__Provided records__
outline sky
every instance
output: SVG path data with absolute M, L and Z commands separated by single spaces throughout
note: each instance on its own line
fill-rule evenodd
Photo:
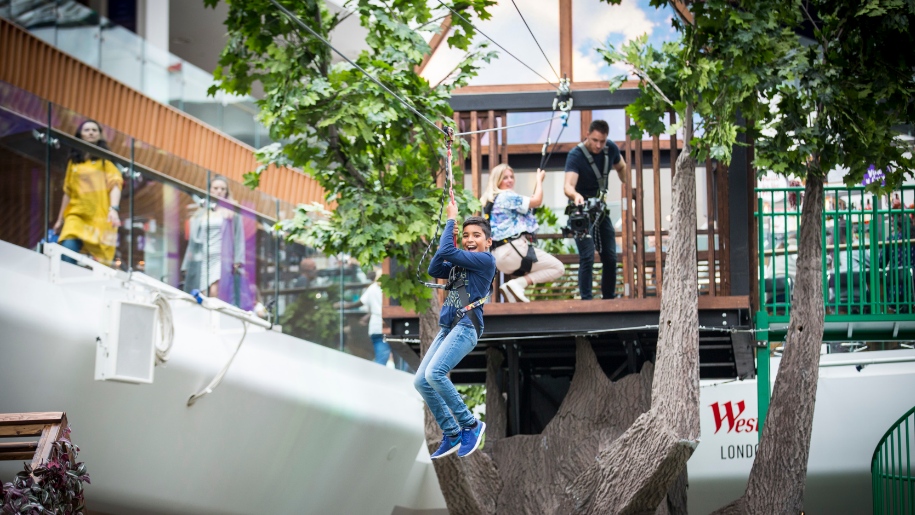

__What is expected__
All entries should be reproduced exactly; no picture belongs in the result.

__Answer for this exercise__
outline sky
every instance
output: SVG path data with absolute M, L and Z commands separated by single spaces throughout
note: each instance on its own line
fill-rule evenodd
Photo:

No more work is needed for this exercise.